Aufgabenliste:
A. Stimmen die folgenden Aussagen mit dem Text über den Raffinerie-Unfall in Schwechat überein? Beantworte jede mit Ja oder Nein und zitiere die entscheidenden Worte des Textes wörtlich.
(i) Der Schaden trat im unteren Bereich der Destillationskolonne auf.
(ii) Laut einer Quelle aus dem Sicherheitsbereich waren die Ermittler drei Mal in der Raffinerie vor Ort.
(iii) Der OMV-Konzernsprecher bestätigt, dass der Vorfall auf eine Sabotage zurückgeht.
B. Wie könnte der Text über den Raffinerie-Unfall in Schwechat weitergehen? Schreibe ihn im Anschluss an seinen letzten Satz fort.

War Raffinerie-Unfall ein Sabotage-Akt?
Bestätigen will es offiziell noch niemand, doch die Hinweise verdichten sich nach KURIER-Recherchen, dass der Unfall in der OMV-Raffinerie in Schwechat im Juni diesen Jahres ein Sabotage-Akt war.
Laut Berichten von Insidern wurden bei dem Vorfall Teile der Hauptdestillationsanlage der Raffinerie schwer beschädigt. Da der Schaden im unteren Bereich der Destillationskolonne aufgetreten ist, war die Schadensstelle schwer zugänglich. Nach KURIER-Informationen zweifeln auch OMV-Manager, dass es sich um einen einfachen Unfall gehandelt hat.
Konzern dementiert
OMV-Konzernsprecher Andreas Rinofner stellt das in Abrede: „Dass der Vorfall in Schwechat auf eine Sabotage zurückgeht, dazu kenne ich nicht einmal das Gerücht“, sagte er zum KURIER, dazu gebe es „nicht den geringsten Anhaltspunkt.“
Polizei war vor Ort
Dieses Fehlen von „Anhaltspunkten“ könnte sich auch dadurch erklären lassen, dass die OMV gegenüber den Ermittlern ebenfalls stets an der Unfallversion festgehalten haben soll. Laut einer verlässlichen Quelle aus dem Sicherheitsbereich waren die Ermittler lediglich zwei Mal in der Raffinerie in Schwechat vor Ort. Das Drängen auf weitere Ermittlungen wurde offenbar unter der Kategorie „nicht notwendig“ von der OMV abgetan. Dabei wäre es aus ermittlungstaktischer Sicht „mehr als notwendig gewesen“, denn von Anfang sei vonseiten der Polizei der Verdacht einer Sabotage oder Cyberattacke geäußert worden.

Datenauszüge:
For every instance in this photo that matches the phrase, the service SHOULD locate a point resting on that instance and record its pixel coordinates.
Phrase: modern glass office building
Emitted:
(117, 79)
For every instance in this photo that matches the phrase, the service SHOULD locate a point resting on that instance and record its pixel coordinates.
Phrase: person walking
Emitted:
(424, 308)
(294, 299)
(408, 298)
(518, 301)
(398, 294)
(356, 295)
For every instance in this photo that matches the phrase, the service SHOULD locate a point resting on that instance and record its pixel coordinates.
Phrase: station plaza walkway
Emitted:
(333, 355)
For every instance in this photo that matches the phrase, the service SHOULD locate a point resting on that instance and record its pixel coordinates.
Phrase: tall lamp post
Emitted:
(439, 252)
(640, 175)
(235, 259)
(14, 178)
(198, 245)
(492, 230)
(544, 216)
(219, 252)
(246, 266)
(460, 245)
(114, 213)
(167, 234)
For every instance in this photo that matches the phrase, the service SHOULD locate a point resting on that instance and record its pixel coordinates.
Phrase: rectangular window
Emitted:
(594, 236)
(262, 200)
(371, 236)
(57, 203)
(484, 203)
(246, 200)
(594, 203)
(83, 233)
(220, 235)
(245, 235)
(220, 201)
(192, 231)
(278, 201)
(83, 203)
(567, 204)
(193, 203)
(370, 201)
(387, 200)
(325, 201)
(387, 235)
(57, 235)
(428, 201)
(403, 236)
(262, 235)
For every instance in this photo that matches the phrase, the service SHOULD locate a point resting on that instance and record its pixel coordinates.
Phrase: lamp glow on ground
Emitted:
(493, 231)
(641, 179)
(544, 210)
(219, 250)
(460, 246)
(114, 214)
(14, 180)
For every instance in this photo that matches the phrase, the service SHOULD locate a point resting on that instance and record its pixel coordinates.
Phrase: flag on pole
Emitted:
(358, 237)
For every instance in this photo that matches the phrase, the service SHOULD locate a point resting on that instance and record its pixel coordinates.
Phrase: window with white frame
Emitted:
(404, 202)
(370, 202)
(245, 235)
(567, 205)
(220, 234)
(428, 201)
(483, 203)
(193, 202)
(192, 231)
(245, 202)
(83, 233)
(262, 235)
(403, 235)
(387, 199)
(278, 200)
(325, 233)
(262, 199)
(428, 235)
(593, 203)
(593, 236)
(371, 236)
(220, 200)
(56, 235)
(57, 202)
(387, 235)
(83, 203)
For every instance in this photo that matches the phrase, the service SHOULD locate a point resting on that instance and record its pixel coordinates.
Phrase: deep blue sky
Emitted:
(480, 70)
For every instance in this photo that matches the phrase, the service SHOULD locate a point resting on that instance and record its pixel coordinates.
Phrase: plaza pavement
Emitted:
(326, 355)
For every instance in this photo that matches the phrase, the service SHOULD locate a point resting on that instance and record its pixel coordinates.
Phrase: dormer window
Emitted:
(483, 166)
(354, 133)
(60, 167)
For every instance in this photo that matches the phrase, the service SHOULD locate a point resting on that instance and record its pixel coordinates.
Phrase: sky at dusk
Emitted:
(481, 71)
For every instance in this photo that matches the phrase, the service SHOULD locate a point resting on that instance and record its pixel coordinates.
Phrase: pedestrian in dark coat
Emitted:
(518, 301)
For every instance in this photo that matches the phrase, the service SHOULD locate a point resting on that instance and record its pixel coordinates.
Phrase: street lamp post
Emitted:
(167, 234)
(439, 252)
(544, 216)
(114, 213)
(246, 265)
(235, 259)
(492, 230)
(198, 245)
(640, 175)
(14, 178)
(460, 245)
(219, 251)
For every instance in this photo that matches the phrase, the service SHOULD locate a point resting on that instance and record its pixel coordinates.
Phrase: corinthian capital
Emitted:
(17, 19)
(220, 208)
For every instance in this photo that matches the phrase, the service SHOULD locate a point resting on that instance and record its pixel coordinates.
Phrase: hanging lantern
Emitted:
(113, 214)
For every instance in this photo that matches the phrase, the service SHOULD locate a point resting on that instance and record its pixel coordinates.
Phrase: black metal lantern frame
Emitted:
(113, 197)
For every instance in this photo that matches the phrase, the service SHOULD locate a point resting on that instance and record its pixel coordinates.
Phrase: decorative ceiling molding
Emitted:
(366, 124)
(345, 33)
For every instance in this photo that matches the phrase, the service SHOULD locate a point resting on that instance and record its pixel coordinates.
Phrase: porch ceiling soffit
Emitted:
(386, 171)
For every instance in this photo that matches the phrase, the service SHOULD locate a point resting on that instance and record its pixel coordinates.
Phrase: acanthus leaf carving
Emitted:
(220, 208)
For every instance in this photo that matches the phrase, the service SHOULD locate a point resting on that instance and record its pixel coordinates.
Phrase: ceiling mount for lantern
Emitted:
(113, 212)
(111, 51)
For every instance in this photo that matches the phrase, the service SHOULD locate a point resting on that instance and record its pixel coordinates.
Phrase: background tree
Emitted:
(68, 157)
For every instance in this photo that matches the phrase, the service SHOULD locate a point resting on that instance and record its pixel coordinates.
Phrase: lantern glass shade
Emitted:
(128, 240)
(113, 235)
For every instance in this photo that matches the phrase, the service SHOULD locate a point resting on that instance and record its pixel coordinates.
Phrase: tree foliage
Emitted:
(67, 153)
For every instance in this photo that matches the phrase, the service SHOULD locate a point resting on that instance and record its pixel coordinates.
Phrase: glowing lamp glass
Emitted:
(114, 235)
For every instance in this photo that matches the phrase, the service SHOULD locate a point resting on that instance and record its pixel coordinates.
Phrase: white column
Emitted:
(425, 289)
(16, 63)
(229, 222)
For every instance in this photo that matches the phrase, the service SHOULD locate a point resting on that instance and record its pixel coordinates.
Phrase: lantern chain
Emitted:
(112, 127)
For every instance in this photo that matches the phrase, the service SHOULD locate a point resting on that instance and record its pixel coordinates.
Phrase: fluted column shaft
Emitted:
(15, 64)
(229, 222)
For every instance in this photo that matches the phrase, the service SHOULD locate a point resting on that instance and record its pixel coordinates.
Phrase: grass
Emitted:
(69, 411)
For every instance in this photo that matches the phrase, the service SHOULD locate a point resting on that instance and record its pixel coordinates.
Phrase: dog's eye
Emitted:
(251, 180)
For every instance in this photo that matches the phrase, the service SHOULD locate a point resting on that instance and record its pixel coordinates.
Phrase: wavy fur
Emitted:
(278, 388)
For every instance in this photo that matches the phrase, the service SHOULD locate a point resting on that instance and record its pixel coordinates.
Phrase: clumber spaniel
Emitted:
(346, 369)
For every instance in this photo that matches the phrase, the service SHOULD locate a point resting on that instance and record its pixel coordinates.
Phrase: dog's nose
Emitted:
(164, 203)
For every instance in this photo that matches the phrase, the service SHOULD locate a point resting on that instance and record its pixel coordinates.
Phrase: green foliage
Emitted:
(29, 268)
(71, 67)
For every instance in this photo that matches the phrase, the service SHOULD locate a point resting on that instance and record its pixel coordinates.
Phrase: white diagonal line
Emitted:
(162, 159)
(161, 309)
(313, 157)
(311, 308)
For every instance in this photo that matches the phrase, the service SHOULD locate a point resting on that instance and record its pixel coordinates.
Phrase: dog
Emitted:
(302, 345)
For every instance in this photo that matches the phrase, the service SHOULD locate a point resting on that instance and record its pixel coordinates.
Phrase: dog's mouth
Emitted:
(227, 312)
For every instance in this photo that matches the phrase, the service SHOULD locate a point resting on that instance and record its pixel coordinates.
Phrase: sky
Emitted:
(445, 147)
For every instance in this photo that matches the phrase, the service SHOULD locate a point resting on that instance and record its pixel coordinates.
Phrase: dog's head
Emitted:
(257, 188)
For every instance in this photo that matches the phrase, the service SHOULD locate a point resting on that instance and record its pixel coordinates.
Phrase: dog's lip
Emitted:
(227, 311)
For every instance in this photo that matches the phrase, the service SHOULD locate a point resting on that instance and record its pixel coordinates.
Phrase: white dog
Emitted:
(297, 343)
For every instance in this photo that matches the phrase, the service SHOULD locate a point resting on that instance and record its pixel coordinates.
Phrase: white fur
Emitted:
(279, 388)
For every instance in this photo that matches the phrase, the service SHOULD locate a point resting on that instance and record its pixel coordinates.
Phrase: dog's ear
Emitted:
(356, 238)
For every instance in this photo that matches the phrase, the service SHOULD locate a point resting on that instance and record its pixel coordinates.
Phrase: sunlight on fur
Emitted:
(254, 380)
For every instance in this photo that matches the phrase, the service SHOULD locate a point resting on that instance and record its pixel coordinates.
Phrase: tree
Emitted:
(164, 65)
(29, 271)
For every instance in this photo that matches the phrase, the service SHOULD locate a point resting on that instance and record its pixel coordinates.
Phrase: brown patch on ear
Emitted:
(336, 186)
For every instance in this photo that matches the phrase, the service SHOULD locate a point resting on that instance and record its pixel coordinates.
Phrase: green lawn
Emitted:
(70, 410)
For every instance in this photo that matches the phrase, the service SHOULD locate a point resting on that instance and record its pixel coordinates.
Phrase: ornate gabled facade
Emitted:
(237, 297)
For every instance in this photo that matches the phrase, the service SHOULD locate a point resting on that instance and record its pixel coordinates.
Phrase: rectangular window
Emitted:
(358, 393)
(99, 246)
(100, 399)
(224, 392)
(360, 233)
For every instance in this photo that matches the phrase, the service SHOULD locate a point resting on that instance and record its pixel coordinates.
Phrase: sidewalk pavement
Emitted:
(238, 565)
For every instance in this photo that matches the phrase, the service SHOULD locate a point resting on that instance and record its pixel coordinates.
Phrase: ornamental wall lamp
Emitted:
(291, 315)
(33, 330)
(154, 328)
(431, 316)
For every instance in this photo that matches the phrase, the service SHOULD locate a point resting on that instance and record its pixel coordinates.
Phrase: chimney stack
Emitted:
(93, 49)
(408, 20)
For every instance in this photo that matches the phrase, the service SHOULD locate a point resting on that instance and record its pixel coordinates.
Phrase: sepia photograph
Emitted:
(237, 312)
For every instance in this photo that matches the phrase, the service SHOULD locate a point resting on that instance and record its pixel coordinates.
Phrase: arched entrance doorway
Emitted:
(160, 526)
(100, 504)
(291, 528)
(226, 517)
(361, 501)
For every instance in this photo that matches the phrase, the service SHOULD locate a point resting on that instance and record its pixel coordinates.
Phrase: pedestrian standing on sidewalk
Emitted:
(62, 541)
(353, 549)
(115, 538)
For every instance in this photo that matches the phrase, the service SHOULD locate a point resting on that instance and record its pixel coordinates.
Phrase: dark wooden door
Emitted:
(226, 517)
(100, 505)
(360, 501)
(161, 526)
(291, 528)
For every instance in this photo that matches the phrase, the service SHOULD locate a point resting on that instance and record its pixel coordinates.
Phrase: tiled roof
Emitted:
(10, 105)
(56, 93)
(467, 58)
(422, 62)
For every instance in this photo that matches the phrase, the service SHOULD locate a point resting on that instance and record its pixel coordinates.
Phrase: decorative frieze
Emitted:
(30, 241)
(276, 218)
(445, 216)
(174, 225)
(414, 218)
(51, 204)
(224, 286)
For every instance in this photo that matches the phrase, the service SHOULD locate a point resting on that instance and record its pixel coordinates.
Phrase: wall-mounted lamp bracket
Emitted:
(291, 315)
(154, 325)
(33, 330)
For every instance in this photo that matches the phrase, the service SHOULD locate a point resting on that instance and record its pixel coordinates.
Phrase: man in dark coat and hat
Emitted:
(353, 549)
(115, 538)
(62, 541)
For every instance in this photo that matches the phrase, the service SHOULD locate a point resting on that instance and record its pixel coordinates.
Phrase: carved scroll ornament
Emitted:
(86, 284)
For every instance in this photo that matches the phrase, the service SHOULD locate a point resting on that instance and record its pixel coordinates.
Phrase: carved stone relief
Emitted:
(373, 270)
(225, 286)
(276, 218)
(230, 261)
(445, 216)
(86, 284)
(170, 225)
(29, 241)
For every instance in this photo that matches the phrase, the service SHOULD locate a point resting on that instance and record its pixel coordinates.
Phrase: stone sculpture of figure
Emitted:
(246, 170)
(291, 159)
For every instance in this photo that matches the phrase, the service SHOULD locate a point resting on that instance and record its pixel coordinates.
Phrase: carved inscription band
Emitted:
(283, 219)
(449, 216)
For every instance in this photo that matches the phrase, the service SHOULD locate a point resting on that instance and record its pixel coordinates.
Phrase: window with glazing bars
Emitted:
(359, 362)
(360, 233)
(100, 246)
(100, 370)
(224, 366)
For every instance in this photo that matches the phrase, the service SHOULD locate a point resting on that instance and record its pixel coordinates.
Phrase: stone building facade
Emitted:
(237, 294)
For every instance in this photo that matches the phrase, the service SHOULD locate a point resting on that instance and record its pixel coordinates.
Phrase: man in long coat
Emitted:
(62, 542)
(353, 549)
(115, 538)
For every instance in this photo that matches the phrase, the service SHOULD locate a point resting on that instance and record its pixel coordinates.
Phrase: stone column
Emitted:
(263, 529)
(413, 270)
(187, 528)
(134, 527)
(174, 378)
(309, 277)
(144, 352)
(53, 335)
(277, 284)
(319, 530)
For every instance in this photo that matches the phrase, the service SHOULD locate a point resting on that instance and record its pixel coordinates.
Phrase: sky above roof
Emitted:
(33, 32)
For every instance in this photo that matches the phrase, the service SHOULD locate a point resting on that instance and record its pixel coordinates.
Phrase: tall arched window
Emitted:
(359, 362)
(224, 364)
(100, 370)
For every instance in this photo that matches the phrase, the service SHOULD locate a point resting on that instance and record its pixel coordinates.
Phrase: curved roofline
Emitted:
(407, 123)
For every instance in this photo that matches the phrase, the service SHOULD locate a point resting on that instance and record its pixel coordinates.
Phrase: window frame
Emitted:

Lösungen je Aufgabe:
A.
(i) Ja: „Da der Schaden im unteren Bereich der Destillationskolonne aufgetreten ist“
(ii) Nein: „waren die Ermittler lediglich zwei Mal in der Raffinerie in Schwechat vor Ort“
(iii) Nein: „OMV-Konzernsprecher Andreas Rinofner stellt das in Abrede“

B.
Gasspeicher im Fokus
Besondere Brisanz erhält das passive Verhalten des Konzerns seit Mittwoch. Die OMV, die mit ihrer Produktion und den Lagern zur kritischen Infrastruktur zählt, hat offenbar erneut Kontakt mit dem Innenministerium aufgenommen. In den Gesprächen soll es um die Sicherheit der Gasspeicher des Unternehmens vor möglichen Angriffen aus Russland gegangen sein. Seitens der OMV heißt es dazu: "Der Schutz unserer Anlagen ist durch entsprechende Konzepte, Pläne und das dafür notwendige Personal gewährleistet, was auch regelmäßig geübt wird. Details dazu können wir aus Sicherheitsgründen nicht nennen", sagt Sprecher Rinofner. Und ergänzt: "Die Schutzkonzepte und -pläne enthalten natürlich die Einbeziehung von Exekutive und Behörden."
Sollte der Unfall im Juni wirklich ein Sabotage-Akt gewesen sein, dann ist für Sicherheitsexperten klar, dass dieser wohl die Handschrift Russlands trägt und Teil einer „hybriden Kriegsführung“ sein könnte (siehe Kasten unten). Und der Saboteur könnte sich noch immer in den Reihen der Mitarbeiter der OMV befinden.
Mehrere Angriffe auf Raffinerien
Doch auch Hacker-Angriffe könne man nicht mit letzter Sicherheit ausschließen.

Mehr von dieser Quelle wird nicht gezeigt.